[START]

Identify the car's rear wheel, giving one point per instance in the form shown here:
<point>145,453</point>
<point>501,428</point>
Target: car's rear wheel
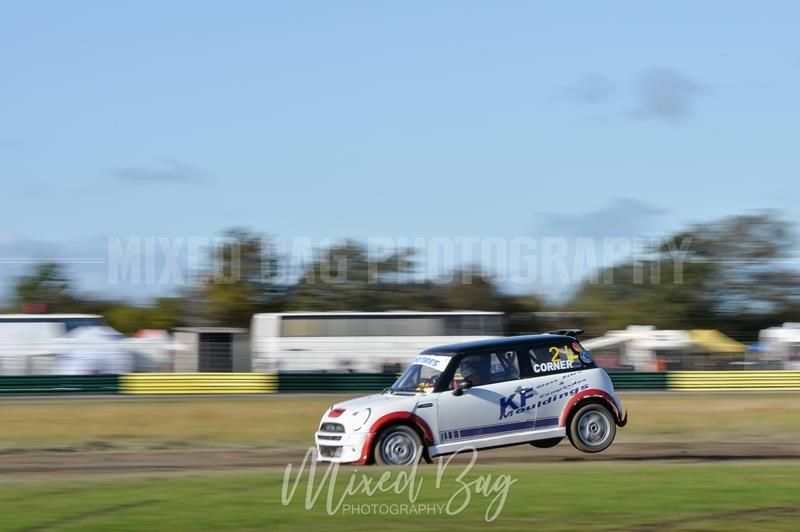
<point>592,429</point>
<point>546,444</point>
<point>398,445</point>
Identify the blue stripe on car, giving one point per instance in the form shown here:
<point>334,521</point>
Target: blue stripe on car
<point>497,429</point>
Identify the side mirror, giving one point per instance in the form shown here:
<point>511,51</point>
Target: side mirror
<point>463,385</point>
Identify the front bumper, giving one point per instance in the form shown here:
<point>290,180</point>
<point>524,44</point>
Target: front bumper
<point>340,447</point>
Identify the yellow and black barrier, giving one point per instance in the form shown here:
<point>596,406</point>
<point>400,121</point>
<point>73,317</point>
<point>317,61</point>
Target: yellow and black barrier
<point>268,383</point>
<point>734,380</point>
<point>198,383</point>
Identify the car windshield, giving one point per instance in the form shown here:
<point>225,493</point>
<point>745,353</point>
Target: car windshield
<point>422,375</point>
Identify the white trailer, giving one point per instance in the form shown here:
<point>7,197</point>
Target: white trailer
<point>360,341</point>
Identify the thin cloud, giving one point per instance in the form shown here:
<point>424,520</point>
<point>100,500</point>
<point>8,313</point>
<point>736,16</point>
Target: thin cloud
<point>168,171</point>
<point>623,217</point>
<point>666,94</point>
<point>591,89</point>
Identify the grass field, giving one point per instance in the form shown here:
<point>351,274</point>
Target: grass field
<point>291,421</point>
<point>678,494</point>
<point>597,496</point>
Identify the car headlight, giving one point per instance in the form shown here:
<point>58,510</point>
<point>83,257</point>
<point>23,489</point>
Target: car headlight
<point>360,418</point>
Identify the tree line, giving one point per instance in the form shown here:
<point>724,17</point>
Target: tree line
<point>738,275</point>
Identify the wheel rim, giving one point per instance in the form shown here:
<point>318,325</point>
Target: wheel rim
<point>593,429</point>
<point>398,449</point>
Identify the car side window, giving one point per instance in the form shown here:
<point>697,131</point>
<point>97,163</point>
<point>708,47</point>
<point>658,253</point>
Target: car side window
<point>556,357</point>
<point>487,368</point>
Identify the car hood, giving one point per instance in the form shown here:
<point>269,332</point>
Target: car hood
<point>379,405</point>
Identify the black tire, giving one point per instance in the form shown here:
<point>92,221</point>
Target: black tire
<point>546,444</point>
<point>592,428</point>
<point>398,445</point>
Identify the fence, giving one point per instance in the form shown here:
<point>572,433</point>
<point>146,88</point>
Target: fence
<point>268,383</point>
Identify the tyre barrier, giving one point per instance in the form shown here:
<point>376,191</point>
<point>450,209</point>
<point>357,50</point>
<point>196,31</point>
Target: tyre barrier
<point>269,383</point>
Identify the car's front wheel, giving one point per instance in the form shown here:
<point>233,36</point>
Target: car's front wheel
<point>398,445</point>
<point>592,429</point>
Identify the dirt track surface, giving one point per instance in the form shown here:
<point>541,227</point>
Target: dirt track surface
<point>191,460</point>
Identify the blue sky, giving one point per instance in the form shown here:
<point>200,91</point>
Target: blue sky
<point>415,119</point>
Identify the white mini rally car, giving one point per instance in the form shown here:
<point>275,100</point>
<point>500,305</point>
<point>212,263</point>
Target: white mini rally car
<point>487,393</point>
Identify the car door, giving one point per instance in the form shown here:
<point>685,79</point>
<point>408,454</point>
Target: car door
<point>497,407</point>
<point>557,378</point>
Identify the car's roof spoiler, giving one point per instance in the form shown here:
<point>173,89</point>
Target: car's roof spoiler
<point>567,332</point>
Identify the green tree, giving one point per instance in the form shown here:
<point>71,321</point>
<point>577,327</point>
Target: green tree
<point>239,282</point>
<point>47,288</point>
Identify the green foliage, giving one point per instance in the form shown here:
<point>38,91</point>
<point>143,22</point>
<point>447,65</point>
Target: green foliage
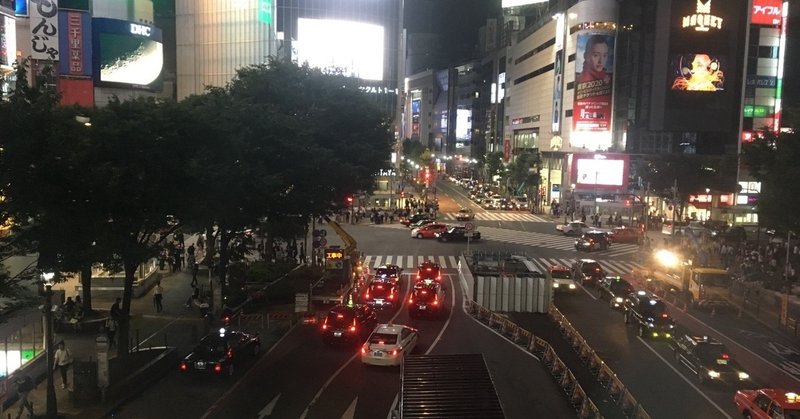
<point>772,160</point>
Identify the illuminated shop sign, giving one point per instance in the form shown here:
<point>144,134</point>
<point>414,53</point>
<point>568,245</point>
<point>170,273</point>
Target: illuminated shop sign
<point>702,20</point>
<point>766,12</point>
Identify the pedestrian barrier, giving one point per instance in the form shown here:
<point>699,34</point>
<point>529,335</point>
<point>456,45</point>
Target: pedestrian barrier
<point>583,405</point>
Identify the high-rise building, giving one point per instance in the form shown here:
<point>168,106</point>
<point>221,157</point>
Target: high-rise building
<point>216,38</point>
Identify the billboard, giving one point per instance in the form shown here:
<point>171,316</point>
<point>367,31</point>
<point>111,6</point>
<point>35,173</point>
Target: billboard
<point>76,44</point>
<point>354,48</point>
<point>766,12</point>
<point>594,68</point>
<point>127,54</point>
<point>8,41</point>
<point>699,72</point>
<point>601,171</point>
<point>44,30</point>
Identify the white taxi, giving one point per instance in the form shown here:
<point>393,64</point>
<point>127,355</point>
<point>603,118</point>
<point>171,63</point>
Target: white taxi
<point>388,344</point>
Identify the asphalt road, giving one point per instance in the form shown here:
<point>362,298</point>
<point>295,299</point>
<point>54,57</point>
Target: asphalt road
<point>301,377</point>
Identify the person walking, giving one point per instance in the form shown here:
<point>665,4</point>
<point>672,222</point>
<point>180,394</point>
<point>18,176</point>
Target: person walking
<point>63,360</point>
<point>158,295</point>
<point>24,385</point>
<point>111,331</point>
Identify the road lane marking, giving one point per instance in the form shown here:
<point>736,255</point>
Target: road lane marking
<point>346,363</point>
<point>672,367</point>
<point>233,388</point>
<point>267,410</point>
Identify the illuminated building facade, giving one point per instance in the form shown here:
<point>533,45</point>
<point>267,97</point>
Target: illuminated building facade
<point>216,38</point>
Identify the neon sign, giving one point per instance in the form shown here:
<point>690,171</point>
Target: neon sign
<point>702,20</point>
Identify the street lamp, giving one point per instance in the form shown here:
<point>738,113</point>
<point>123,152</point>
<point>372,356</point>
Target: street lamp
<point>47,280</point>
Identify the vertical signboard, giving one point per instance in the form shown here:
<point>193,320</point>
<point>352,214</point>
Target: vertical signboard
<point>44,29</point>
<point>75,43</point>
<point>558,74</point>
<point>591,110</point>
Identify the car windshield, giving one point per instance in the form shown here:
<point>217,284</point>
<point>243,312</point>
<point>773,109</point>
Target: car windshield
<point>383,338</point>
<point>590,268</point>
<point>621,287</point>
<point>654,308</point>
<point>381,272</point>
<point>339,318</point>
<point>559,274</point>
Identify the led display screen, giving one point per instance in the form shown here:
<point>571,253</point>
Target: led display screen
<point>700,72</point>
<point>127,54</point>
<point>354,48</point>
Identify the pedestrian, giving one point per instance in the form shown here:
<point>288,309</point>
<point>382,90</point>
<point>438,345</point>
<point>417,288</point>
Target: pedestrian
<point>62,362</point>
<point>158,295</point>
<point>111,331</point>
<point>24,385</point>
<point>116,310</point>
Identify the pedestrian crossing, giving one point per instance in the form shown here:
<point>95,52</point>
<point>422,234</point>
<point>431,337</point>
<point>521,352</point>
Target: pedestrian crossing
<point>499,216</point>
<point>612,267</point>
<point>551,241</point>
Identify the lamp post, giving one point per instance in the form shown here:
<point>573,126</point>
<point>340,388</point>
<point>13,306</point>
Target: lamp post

[END]
[START]

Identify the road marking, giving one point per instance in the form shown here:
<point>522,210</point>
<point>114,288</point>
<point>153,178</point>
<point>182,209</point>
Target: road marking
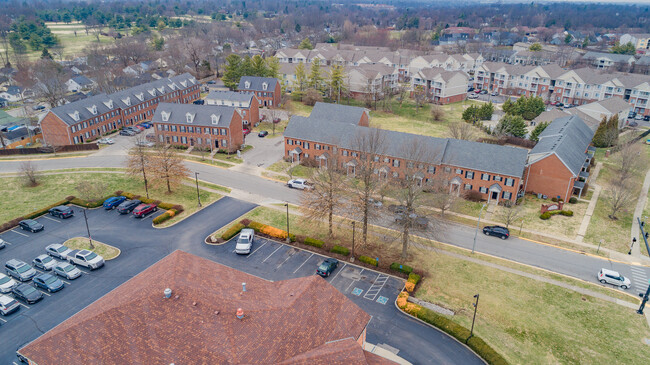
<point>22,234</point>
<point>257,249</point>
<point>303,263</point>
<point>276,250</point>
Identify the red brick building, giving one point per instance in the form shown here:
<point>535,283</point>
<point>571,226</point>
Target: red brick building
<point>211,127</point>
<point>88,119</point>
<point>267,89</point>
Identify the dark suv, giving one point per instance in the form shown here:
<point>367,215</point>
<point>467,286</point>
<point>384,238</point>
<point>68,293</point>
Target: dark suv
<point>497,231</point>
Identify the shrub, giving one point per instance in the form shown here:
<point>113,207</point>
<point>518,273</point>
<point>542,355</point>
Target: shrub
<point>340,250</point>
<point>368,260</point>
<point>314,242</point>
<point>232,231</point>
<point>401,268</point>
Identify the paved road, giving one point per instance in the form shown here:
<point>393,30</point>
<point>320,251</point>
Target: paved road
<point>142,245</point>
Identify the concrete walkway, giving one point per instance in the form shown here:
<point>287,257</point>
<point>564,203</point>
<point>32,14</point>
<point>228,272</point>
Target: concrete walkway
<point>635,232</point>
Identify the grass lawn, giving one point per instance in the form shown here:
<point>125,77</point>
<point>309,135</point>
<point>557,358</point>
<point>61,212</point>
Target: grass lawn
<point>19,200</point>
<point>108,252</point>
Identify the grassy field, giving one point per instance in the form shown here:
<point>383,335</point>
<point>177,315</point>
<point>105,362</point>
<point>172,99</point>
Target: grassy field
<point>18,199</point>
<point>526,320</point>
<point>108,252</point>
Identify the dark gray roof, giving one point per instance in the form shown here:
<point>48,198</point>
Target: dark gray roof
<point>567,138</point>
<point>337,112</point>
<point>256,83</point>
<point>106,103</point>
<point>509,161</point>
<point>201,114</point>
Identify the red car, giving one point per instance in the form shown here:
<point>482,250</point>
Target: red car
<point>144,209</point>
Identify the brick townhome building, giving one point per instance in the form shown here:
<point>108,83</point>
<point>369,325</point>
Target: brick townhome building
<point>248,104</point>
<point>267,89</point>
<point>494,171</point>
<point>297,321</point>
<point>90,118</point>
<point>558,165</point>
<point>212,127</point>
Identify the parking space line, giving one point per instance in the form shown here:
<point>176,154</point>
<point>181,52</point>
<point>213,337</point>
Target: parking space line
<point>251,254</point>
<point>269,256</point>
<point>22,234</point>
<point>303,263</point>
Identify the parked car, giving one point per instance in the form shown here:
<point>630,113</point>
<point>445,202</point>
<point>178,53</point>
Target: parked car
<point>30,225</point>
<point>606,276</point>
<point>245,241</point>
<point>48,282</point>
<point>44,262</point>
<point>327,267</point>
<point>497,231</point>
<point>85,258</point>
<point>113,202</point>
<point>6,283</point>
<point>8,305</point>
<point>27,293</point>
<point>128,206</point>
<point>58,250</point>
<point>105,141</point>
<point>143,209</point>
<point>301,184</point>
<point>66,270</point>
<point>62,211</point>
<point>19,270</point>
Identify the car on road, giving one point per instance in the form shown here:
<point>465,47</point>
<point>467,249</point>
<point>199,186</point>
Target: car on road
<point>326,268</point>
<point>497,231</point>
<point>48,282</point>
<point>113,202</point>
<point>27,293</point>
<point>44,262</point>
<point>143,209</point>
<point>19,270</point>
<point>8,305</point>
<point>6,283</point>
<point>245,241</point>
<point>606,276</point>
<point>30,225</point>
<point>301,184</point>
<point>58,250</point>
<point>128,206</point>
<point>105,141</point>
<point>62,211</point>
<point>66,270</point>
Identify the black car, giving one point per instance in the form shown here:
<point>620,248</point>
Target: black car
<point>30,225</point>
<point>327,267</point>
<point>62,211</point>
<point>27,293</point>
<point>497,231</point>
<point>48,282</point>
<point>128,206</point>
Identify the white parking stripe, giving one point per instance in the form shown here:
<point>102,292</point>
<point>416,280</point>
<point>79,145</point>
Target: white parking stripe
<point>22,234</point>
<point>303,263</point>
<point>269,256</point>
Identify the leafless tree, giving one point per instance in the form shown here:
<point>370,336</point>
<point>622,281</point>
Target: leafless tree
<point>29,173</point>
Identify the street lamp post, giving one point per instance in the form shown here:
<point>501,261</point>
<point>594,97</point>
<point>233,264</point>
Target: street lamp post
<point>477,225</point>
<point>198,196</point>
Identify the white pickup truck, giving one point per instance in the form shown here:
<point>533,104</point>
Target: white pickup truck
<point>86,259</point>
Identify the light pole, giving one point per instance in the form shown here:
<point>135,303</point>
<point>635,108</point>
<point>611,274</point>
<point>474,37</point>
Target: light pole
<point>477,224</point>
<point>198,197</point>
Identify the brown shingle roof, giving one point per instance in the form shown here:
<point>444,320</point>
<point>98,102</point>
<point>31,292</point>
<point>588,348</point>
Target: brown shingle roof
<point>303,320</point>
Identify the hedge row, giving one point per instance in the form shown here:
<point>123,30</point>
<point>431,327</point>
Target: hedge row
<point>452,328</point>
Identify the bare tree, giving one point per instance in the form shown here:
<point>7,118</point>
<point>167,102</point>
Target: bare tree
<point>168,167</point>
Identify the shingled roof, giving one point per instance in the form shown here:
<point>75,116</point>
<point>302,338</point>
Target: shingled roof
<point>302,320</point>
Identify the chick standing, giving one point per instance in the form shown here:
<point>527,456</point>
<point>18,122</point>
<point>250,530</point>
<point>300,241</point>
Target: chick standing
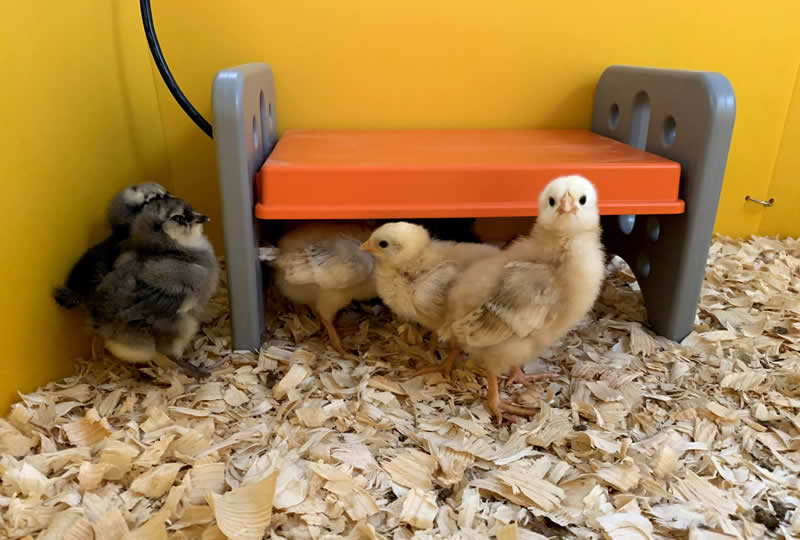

[END]

Directive: Extract every line of the data above that contains the string "trailer", and list the lines one per line in their original order.

Result of the exercise:
Identify the white trailer, giving one point per instance in the form shown here:
Target: white trailer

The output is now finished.